Picture showing location of liver

What is it?

An alkaline phosphatase (ALP) test measures the amount of the enzyme ALP in your blood. ALP is made mostly in the liver and in bone, with some made in the intestines and kidneys.

Why is this test done?

The ALP test is done to:

  • Help look for liver disease.
  • Check for bone problems (sometimes found on X-rays). Some examples are rickets, osteomalacia, bone tumours, and Paget's disease.
  • Check to see how well treatment for Paget's disease or a vitamin D deficiency is working.

How do you prepare for the test?

  • If you are having a follow-up ALP test, you may be asked to not eat or drink for 10 hours before the test. The ALP level generally goes up after eating, especially after you eat fatty foods.
  • Tell your doctor ALL the medicines and natural health products you take. Some may increase the risk of problems during your test. Your doctor will tell you if you should stop taking any of them before the test and how soon to do it.

How is the test done?

A health professional uses a needle to take a blood sample, usually from the arm.

How long does the test take?

[Referring expression pointing data]
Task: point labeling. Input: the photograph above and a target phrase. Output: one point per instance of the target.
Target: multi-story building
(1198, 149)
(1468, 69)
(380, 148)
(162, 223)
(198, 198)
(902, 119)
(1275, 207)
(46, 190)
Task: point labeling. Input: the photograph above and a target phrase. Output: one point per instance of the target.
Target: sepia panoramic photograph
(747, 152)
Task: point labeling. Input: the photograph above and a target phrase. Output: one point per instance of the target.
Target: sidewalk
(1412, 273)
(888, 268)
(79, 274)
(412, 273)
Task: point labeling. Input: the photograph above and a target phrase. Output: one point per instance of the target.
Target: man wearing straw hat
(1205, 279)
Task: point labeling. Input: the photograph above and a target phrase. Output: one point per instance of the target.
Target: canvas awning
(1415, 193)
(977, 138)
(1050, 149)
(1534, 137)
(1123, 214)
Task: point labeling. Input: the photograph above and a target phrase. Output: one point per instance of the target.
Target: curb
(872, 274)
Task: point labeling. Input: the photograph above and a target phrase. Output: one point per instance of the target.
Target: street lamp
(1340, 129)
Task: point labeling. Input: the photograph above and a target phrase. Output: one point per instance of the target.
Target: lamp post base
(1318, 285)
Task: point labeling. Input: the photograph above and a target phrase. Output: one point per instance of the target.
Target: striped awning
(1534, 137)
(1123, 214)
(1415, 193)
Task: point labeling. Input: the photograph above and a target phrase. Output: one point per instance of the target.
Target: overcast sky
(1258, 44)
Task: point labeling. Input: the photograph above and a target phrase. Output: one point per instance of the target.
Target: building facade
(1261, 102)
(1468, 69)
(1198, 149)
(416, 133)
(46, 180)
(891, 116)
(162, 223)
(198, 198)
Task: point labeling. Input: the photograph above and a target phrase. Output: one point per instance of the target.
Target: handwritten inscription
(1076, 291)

### Directions for this task
Continue the alkaline phosphatase test text from where it stops. The records were taken from a separate source.

### Result of this task
The test will take a few minutes.

What happens after the test?

  • You will probably be able to go home right away. It depends on the reason for the test.
  • You can go back to your usual activities right away.
  • If the ALP level is high, other tests may be done to see if you have a liver or bone problem.
  • If your doctor thinks you might have liver disease, you may need more blood tests, an ultrasound, or a CT scan.

Follow-up care is a key part of your treatment and safety. Be sure to make and go to all appointments, and call your doctor or nurse advice line (811 in most provinces and territories) if you are having problems. It's also a good idea to keep a list of the medicines you take. Ask your doctor when you can expect to have your test results.